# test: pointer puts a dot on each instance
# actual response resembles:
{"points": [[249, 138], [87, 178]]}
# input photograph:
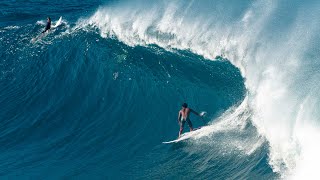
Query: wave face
{"points": [[96, 96]]}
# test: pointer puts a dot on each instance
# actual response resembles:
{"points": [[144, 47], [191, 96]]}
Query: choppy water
{"points": [[96, 97]]}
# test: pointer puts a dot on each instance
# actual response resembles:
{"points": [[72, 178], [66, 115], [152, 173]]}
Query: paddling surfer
{"points": [[183, 117], [48, 26]]}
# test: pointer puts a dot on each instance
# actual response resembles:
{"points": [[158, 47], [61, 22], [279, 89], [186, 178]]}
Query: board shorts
{"points": [[183, 122]]}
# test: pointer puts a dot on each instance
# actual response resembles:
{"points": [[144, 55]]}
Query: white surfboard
{"points": [[184, 136]]}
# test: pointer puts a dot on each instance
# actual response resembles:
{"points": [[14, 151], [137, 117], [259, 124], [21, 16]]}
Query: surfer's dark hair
{"points": [[185, 105]]}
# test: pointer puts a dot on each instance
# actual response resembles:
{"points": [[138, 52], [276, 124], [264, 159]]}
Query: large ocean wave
{"points": [[275, 45], [97, 96]]}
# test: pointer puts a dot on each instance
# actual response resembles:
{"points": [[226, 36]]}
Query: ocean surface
{"points": [[96, 96]]}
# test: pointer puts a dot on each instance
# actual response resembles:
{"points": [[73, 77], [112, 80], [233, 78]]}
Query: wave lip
{"points": [[266, 40]]}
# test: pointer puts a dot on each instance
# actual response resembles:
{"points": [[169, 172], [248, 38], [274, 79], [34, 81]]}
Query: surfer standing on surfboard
{"points": [[48, 26], [183, 117]]}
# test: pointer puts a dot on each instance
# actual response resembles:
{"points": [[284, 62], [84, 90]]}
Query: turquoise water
{"points": [[96, 97]]}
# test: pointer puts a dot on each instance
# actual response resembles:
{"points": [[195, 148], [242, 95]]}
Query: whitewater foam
{"points": [[272, 57]]}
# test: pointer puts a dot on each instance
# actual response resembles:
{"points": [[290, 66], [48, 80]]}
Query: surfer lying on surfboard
{"points": [[48, 26], [183, 117]]}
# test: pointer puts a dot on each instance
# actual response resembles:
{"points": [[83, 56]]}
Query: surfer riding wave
{"points": [[183, 117]]}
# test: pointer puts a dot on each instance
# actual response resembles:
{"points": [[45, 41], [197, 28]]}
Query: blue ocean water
{"points": [[95, 97]]}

■ EXERCISE OBJECTIVE
Give back the material word for word, leaving out its pictures.

■ ANSWER BOX
# test: pointer puts a dot on each instance
# actual response resembles:
{"points": [[249, 138], [87, 178]]}
# input photograph:
Query: wave face
{"points": [[96, 96]]}
# test: pointer puts a dot on each instance
# actual response resembles:
{"points": [[144, 47], [191, 96]]}
Query: choppy water
{"points": [[96, 97]]}
# test: pointer puts a dot on each instance
# actual response resembles:
{"points": [[72, 178], [66, 115], [152, 173]]}
Query: paddling surfer
{"points": [[183, 117], [48, 26]]}
# test: pointer puts a dot on each instance
# actual response resembles:
{"points": [[158, 47], [61, 22], [279, 89], [186, 178]]}
Query: board shorts
{"points": [[183, 122]]}
# test: pointer puts a dot on each instance
# actual response resembles:
{"points": [[144, 55]]}
Query: white surfboard
{"points": [[184, 136]]}
# test: pointer puts a dot on each instance
# actual response resembles:
{"points": [[14, 151], [137, 117], [259, 124], [21, 16]]}
Query: surfer's dark hair
{"points": [[185, 105]]}
# test: pointer puts a dot on each instance
# actual response resembles:
{"points": [[138, 52], [276, 124], [264, 159]]}
Query: large ocean wave
{"points": [[275, 45], [97, 96]]}
# test: pointer puts a dot on each instance
# actual response resembles:
{"points": [[226, 36]]}
Query: ocean surface
{"points": [[96, 96]]}
# test: pointer puts a dot on each instance
# actual response resembles:
{"points": [[73, 77], [112, 80], [233, 78]]}
Query: wave lip
{"points": [[266, 40]]}
# test: pointer puts a dot on each instance
# actual response resembles:
{"points": [[169, 172], [248, 38], [274, 79], [34, 81]]}
Query: surfer standing on surfboard
{"points": [[48, 26], [183, 117]]}
# test: pointer puts a dot on each instance
# actual response resembles:
{"points": [[284, 62], [84, 90]]}
Query: turquoise water
{"points": [[96, 97]]}
# test: pointer puts a dot on each instance
# actual response resembles:
{"points": [[195, 148], [242, 95]]}
Query: whitewater foam
{"points": [[272, 57]]}
# test: pointer puts a dot on each instance
# actual response resembles:
{"points": [[290, 66], [48, 80]]}
Query: surfer lying on surfboard
{"points": [[48, 26], [183, 117]]}
# test: pointer puts a dot on each instance
# actual response resembles:
{"points": [[83, 56]]}
Query: surfer riding wave
{"points": [[183, 117]]}
# test: pointer puts a dot on each instance
# actual response resembles:
{"points": [[45, 41], [197, 28]]}
Query: blue ocean water
{"points": [[95, 97]]}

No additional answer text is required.